* begin Extracted data *
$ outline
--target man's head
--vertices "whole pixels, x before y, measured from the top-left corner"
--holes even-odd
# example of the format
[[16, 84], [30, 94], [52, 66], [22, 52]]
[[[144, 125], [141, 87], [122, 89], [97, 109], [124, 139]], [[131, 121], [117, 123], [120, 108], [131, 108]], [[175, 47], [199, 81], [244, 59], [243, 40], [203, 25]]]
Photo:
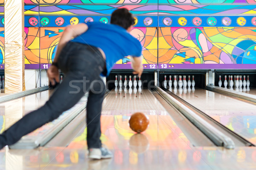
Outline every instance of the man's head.
[[110, 23], [121, 26], [130, 31], [131, 26], [134, 24], [134, 19], [129, 11], [125, 8], [118, 9], [114, 11], [111, 16]]

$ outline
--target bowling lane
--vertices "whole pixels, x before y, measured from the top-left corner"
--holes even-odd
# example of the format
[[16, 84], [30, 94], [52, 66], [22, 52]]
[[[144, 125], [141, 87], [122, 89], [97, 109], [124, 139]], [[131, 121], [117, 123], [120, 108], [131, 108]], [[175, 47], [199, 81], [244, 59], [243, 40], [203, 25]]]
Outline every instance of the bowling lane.
[[[130, 149], [134, 149], [133, 144], [135, 146], [139, 144], [141, 145], [141, 148], [139, 147], [136, 150], [143, 150], [137, 151], [142, 153], [148, 150], [192, 150], [194, 145], [198, 146], [198, 144], [191, 142], [149, 90], [144, 90], [141, 94], [138, 92], [134, 94], [134, 91], [131, 94], [125, 94], [123, 91], [121, 93], [119, 93], [119, 91], [116, 93], [114, 91], [110, 92], [103, 102], [102, 113], [101, 139], [111, 150], [118, 152], [119, 150], [125, 149], [128, 152]], [[174, 114], [175, 112], [177, 112], [173, 108], [170, 109], [169, 111]], [[139, 135], [135, 134], [130, 128], [128, 124], [131, 114], [137, 112], [145, 113], [149, 119], [149, 125], [147, 129]], [[189, 121], [184, 117], [181, 117], [179, 119], [178, 123], [184, 122], [187, 125]], [[184, 122], [184, 120], [188, 122]], [[192, 126], [195, 128], [193, 125]], [[201, 133], [195, 128], [195, 130], [190, 127], [187, 130], [191, 133], [194, 133], [191, 132], [192, 130]], [[85, 128], [68, 147], [77, 146], [80, 146], [81, 148], [86, 147], [86, 131]], [[214, 146], [209, 139], [201, 134], [201, 133], [197, 135], [198, 140], [204, 140], [204, 144], [207, 144], [207, 146]], [[61, 137], [61, 135], [56, 137], [58, 139]], [[131, 142], [132, 140], [131, 139], [133, 138], [135, 139], [134, 141]], [[141, 139], [141, 139], [141, 142], [140, 142]], [[136, 143], [137, 142], [139, 143]]]
[[202, 89], [178, 91], [182, 99], [256, 144], [256, 105]]
[[26, 114], [43, 105], [49, 99], [53, 90], [0, 103], [0, 133]]

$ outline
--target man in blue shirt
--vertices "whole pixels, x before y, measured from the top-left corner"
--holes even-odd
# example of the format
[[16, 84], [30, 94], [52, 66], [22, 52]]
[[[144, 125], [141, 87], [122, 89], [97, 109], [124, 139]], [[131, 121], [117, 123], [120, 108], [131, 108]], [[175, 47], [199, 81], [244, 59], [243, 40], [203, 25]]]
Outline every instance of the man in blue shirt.
[[116, 62], [129, 55], [132, 57], [134, 74], [140, 76], [143, 65], [140, 43], [129, 33], [134, 23], [131, 14], [125, 8], [117, 9], [112, 13], [111, 23], [80, 23], [66, 28], [47, 71], [53, 85], [55, 80], [59, 82], [59, 69], [65, 74], [65, 78], [43, 106], [27, 114], [0, 135], [0, 148], [16, 143], [23, 136], [57, 119], [88, 91], [86, 120], [89, 158], [112, 157], [110, 151], [102, 147], [99, 139], [105, 88], [100, 75], [108, 76]]

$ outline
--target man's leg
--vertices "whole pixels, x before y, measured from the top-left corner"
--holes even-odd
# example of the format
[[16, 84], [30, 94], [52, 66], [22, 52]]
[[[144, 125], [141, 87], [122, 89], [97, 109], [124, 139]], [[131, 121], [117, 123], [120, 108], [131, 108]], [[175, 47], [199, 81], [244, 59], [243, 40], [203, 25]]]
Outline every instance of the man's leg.
[[[38, 109], [25, 115], [9, 129], [0, 135], [0, 149], [5, 145], [12, 144], [23, 136], [32, 132], [45, 124], [57, 118], [63, 112], [74, 106], [84, 96], [83, 76], [75, 73], [68, 74], [49, 100]], [[71, 88], [70, 82], [80, 90], [75, 93], [76, 88]], [[87, 90], [91, 81], [86, 83]]]
[[99, 77], [91, 84], [87, 101], [87, 143], [89, 148], [99, 148], [102, 146], [100, 116], [105, 94], [105, 85]]
[[100, 116], [105, 86], [99, 77], [92, 82], [87, 107], [87, 144], [89, 158], [93, 159], [111, 158], [112, 153], [102, 147]]

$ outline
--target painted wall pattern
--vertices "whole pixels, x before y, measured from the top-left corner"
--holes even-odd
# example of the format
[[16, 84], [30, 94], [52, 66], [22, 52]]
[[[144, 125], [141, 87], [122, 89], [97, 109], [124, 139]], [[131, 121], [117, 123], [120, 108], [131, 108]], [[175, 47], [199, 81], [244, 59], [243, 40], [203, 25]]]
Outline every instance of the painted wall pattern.
[[[136, 18], [131, 33], [143, 46], [145, 65], [157, 65], [157, 60], [159, 64], [183, 65], [256, 64], [256, 0], [24, 1], [25, 64], [51, 63], [65, 26], [108, 23], [120, 8], [128, 8]], [[0, 0], [0, 64], [4, 63], [3, 2]], [[130, 62], [127, 57], [117, 64]]]

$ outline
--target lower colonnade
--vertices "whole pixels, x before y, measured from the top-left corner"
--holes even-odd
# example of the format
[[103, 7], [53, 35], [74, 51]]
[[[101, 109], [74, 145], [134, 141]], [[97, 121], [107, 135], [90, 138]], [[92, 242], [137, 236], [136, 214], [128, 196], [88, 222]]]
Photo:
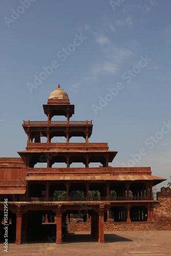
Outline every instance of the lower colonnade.
[[[90, 223], [91, 236], [99, 243], [104, 243], [106, 222], [113, 222], [115, 225], [121, 222], [153, 221], [153, 204], [142, 202], [134, 205], [134, 203], [131, 205], [127, 202], [124, 206], [123, 202], [118, 202], [116, 206], [116, 203], [106, 201], [9, 202], [9, 241], [15, 239], [15, 244], [20, 244], [47, 240], [61, 244], [67, 235], [69, 223], [82, 222]], [[2, 227], [3, 214], [1, 211]], [[3, 229], [1, 229], [1, 238], [3, 240]]]

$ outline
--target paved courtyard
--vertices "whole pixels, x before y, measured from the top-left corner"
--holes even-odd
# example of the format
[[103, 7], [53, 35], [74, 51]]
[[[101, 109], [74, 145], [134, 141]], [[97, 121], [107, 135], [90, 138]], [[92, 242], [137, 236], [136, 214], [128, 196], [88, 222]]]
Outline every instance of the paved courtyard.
* end Extracted data *
Task instructions >>
Format every line of the data above as a Markdown table with the columns Row and Line, numbering the rows and omitting blank lines. Leave the pictures out of the table.

The solution >>
| Row | Line |
|---|---|
| 1 | $ outline |
| 2 | --target man's head |
| 3 | --vertices "whole pixels, x before y, measured from the top-left corner" |
| 4 | --holes even-odd |
| 5 | # example of the format |
| 6 | [[16, 84], [30, 94], [52, 66], [22, 52]] |
| 7 | [[[144, 125], [141, 87], [122, 89], [97, 109], [124, 139]], [[131, 121], [117, 123], [120, 108], [131, 108]], [[175, 47], [199, 81], [244, 59], [243, 40], [203, 25]]] |
| 8 | Photo: |
| 9 | Outline every instance of the man's head. |
| 10 | [[110, 23], [121, 26], [130, 31], [131, 26], [134, 24], [134, 19], [129, 11], [125, 8], [118, 9], [114, 11], [111, 16]] |
| 11 | $ outline |
| 12 | --target bowling lane |
| 13 | --vertices "whole pixels, x before y, measured from the top-left corner" |
| 14 | --holes even-odd |
| 15 | # example of the format |
| 16 | [[16, 84], [30, 94], [52, 66], [22, 52]] |
| 17 | [[[144, 125], [141, 87], [122, 89], [97, 109], [124, 139]], [[131, 121], [117, 123], [120, 108], [131, 108]], [[175, 47], [199, 81], [244, 59], [243, 40], [203, 25]]] |
| 18 | Outline every instance of the bowling lane. |
| 19 | [[[130, 149], [134, 149], [133, 144], [135, 146], [139, 144], [141, 145], [141, 148], [139, 147], [136, 150], [143, 150], [137, 151], [142, 153], [148, 150], [192, 150], [194, 145], [198, 146], [198, 144], [191, 142], [149, 90], [144, 90], [141, 94], [138, 92], [134, 94], [134, 91], [131, 94], [125, 94], [123, 91], [121, 93], [119, 93], [119, 91], [116, 93], [114, 91], [110, 92], [103, 102], [102, 113], [101, 139], [111, 150], [118, 152], [119, 150], [125, 149], [128, 152]], [[174, 114], [175, 112], [177, 112], [173, 108], [170, 109], [169, 111]], [[139, 135], [135, 134], [130, 128], [128, 124], [131, 114], [137, 112], [145, 113], [149, 119], [149, 125], [147, 129]], [[189, 121], [184, 117], [181, 117], [179, 119], [178, 123], [184, 122], [187, 125]], [[184, 122], [184, 120], [188, 122]], [[192, 126], [195, 128], [193, 125]], [[201, 133], [195, 128], [195, 130], [190, 127], [187, 130], [191, 133], [194, 133], [191, 132], [192, 130]], [[85, 128], [68, 147], [77, 146], [80, 146], [81, 148], [86, 147], [86, 131]], [[214, 146], [209, 139], [201, 134], [201, 133], [197, 135], [198, 140], [204, 140], [204, 144], [207, 144], [207, 146]], [[61, 137], [61, 135], [56, 137], [58, 139]], [[131, 142], [132, 140], [131, 139], [133, 138], [135, 139], [134, 141]], [[141, 139], [141, 139], [141, 142], [140, 142]], [[136, 143], [137, 142], [139, 143]]] |
| 20 | [[202, 89], [178, 91], [182, 99], [256, 144], [256, 105]] |
| 21 | [[26, 114], [43, 105], [49, 99], [53, 90], [0, 103], [0, 133]] |
| 22 | $ outline |
| 23 | --target man in blue shirt |
| 24 | --vertices "whole pixels, x before y, measured from the top-left corner" |
| 25 | --holes even-odd |
| 26 | # example of the format |
| 27 | [[16, 84], [30, 94], [52, 66], [22, 52]] |
| 28 | [[[144, 125], [141, 87], [122, 89], [97, 109], [124, 139]], [[131, 121], [117, 123], [120, 108], [131, 108]], [[175, 47], [199, 81], [244, 59], [243, 40], [203, 25]]] |
| 29 | Outline every instance of the man in blue shirt. |
| 30 | [[116, 62], [129, 55], [132, 57], [134, 74], [140, 76], [143, 65], [140, 43], [129, 33], [134, 23], [131, 14], [125, 8], [117, 9], [112, 13], [111, 23], [80, 23], [66, 28], [47, 71], [53, 85], [55, 80], [59, 82], [59, 69], [65, 74], [65, 78], [43, 106], [27, 114], [0, 135], [0, 148], [16, 143], [23, 136], [57, 119], [88, 91], [86, 120], [89, 158], [112, 157], [110, 151], [102, 147], [99, 139], [105, 88], [100, 75], [108, 76]] |
| 31 | $ outline |
| 32 | --target man's leg |
| 33 | --vertices "whole pixels, x before y, measured from the top-left corner" |
| 34 | --holes even-odd |
| 35 | # example of the format |
| 36 | [[16, 84], [30, 94], [52, 66], [22, 52]] |
| 37 | [[[144, 125], [141, 87], [122, 89], [97, 109], [124, 139]], [[131, 121], [117, 123], [120, 108], [131, 108]], [[175, 47], [199, 81], [244, 59], [243, 40], [203, 25]]] |
| 38 | Outline every instance of the man's leg. |
| 39 | [[[38, 109], [25, 115], [9, 129], [0, 135], [0, 149], [5, 145], [12, 144], [23, 136], [32, 132], [45, 124], [57, 118], [63, 112], [74, 106], [84, 96], [83, 76], [75, 73], [68, 74], [49, 100]], [[71, 88], [70, 82], [80, 90], [75, 93], [76, 88]], [[87, 90], [91, 81], [86, 83]]] |
| 40 | [[99, 77], [91, 84], [87, 101], [87, 143], [89, 148], [99, 148], [102, 146], [100, 116], [105, 94], [105, 85]] |
| 41 | [[100, 116], [105, 86], [99, 77], [92, 82], [87, 107], [87, 144], [89, 158], [93, 159], [111, 158], [112, 153], [102, 147]] |
| 42 | $ outline |
| 43 | --target painted wall pattern |
| 44 | --vertices "whole pixels, x before y, measured from the top-left corner" |
| 45 | --holes even-odd |
| 46 | # example of the format |
| 47 | [[16, 84], [30, 94], [52, 66], [22, 52]] |
| 48 | [[[144, 125], [141, 87], [122, 89], [97, 109], [124, 139]], [[131, 121], [117, 123], [120, 108], [131, 108]], [[175, 47], [199, 81], [244, 59], [243, 40], [203, 25]]] |
| 49 | Outline every instance of the painted wall pattern. |
| 50 | [[[136, 18], [131, 33], [143, 46], [145, 65], [157, 65], [157, 60], [159, 64], [183, 65], [256, 64], [256, 0], [24, 1], [25, 64], [51, 63], [65, 26], [108, 23], [120, 8], [128, 8]], [[0, 0], [0, 64], [4, 63], [3, 2]], [[130, 62], [127, 57], [117, 64]]] |
| 51 | $ outline |
| 52 | --target lower colonnade |
| 53 | --vertices "whole pixels, x before y, measured from the top-left corner" |
| 54 | --holes even-odd |
| 55 | # example of the format |
| 56 | [[103, 7], [53, 35], [74, 51]] |
| 57 | [[[101, 109], [74, 145], [134, 141]], [[97, 121], [107, 135], [90, 138]], [[92, 242], [137, 236], [136, 214], [128, 196], [88, 222]]] |
| 58 | Photo: |
| 59 | Outline every instance of the lower colonnade. |
| 60 | [[[90, 223], [91, 236], [99, 243], [104, 243], [106, 222], [113, 222], [115, 225], [121, 222], [153, 221], [153, 204], [142, 202], [134, 205], [134, 203], [131, 205], [127, 202], [124, 206], [123, 202], [118, 202], [116, 206], [116, 203], [106, 201], [9, 202], [9, 241], [15, 239], [15, 244], [20, 244], [47, 240], [61, 244], [67, 235], [69, 223], [82, 222]], [[2, 227], [3, 214], [1, 211]], [[3, 229], [1, 229], [1, 238], [3, 240]]] |
| 61 | $ outline |
| 62 | --target paved courtyard |
| 63 | --vertices "whole pixels, x before y, measured from the top-left corner" |
| 64 | --holes even-odd |
| 65 | # example of the format |
| 66 | [[103, 7], [53, 35], [74, 51]] |
| 67 | [[[101, 109], [74, 145], [134, 141]], [[97, 121], [107, 135], [90, 138]], [[92, 242], [137, 236], [136, 214], [128, 196], [88, 222]]] |
| 68 | Outline every instance of the paved courtyard. |